• **Description of the task**
Reproduce the listing below line for line, without changing a single character.

^^^^^^^^^^^^^^^^

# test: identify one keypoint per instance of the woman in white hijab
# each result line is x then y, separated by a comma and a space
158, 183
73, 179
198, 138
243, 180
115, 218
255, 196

^^^^^^^^^^^^^^^^

• **Answer for this exercise**
# test: identify one keypoint per instance of the woman in white hijab
# each result line is x then y, separated by a comma and a space
158, 183
73, 179
198, 138
243, 180
115, 218
255, 196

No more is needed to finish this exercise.